**GIVEN DATA**
+ + + +

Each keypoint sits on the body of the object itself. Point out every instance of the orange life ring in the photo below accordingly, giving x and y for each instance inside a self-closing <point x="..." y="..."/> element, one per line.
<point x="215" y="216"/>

+ + + +

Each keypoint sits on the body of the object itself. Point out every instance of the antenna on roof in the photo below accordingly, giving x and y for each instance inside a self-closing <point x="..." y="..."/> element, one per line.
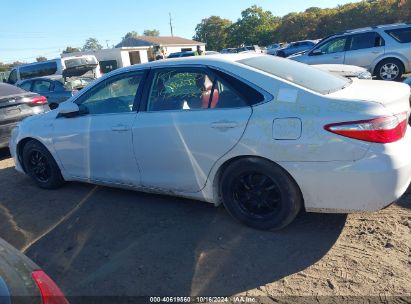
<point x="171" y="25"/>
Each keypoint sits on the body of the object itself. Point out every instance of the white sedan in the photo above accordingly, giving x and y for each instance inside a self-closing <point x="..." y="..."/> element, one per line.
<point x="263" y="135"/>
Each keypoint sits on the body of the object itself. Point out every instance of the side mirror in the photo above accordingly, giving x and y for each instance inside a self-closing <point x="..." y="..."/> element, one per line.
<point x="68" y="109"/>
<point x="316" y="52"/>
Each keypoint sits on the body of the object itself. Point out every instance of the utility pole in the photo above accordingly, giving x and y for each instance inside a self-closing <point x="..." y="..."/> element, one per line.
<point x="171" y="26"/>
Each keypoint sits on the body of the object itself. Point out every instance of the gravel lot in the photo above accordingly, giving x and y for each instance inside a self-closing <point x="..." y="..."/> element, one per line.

+ + + +

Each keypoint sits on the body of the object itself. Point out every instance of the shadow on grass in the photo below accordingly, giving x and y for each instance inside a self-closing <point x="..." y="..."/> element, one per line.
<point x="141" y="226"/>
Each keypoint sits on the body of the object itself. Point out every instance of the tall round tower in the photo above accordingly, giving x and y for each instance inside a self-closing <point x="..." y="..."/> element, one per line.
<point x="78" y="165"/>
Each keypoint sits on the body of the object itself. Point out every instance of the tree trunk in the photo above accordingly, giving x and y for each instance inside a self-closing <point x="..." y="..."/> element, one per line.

+ + + +

**TASK DIRECTIONS**
Rewrite the material between the lines holding "of the utility" and "of the gravel", inclusive, swapping "keypoint" for "marker" and leaving everything else unchanged.

**EXERCISE ANSWER**
Each marker sits on the body of the object itself. Point out every instance of the utility pole in the photo above accordingly, giving x and y for each instance inside a self-closing <point x="..." y="..."/> element, one per line.
<point x="171" y="26"/>
Each marker sits on the body of the object itself. Point out every instance of the gravel lot in the photo above accordingly, giving x and y for each instance inside a self-closing <point x="..." y="..."/> element, one per line.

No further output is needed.